Provided data
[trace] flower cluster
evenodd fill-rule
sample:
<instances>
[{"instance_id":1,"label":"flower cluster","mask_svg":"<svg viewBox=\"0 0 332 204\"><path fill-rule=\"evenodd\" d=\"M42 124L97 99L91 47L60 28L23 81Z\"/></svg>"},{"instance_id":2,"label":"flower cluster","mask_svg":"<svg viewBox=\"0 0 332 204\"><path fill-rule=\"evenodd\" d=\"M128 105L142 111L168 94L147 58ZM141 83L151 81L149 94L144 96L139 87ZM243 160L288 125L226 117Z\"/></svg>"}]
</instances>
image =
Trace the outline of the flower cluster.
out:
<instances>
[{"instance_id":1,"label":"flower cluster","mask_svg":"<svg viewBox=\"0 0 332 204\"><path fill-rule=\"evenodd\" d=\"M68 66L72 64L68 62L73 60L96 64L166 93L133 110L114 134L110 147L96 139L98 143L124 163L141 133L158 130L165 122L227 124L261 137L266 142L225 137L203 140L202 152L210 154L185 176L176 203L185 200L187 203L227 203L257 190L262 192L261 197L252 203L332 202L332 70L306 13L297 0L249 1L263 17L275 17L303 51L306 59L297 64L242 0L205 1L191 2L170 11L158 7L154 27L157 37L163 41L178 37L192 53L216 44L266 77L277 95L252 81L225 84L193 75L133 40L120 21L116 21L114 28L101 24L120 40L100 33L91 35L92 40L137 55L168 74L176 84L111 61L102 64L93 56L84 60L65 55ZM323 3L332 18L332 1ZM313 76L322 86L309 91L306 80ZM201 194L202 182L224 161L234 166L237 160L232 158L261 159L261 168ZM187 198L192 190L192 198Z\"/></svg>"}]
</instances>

What this task involves
Reproduce all of the material above line for line, with no changes.

Solution to the problem
[trace] flower cluster
evenodd fill-rule
sample:
<instances>
[{"instance_id":1,"label":"flower cluster","mask_svg":"<svg viewBox=\"0 0 332 204\"><path fill-rule=\"evenodd\" d=\"M42 124L97 99L91 47L60 28L23 81Z\"/></svg>"},{"instance_id":2,"label":"flower cluster","mask_svg":"<svg viewBox=\"0 0 332 204\"><path fill-rule=\"evenodd\" d=\"M128 105L142 111L168 94L147 58ZM141 83L151 81L149 94L144 96L139 87ZM243 160L288 125L226 117Z\"/></svg>"}]
</instances>
image =
Trace the outline of the flower cluster.
out:
<instances>
[{"instance_id":1,"label":"flower cluster","mask_svg":"<svg viewBox=\"0 0 332 204\"><path fill-rule=\"evenodd\" d=\"M68 66L72 64L68 62L73 60L96 64L166 93L133 110L114 134L110 147L96 139L98 143L124 163L141 133L158 130L165 122L227 124L261 137L266 142L225 137L203 140L202 152L210 154L185 176L176 203L185 200L187 203L227 203L257 190L262 192L261 197L252 203L332 202L332 70L306 13L297 0L249 1L263 17L275 17L303 51L306 59L297 64L242 0L205 1L191 2L170 11L158 7L154 27L157 37L163 41L178 37L192 53L216 44L266 77L277 95L252 81L225 84L193 75L133 40L120 21L116 21L114 28L101 24L120 40L100 33L91 35L92 40L137 55L168 74L176 84L111 61L102 64L93 56L84 60L65 55ZM323 3L332 18L332 1ZM313 76L322 86L309 91L306 80ZM201 194L202 182L224 161L234 166L237 160L232 158L261 159L261 168ZM187 198L192 190L192 198Z\"/></svg>"}]
</instances>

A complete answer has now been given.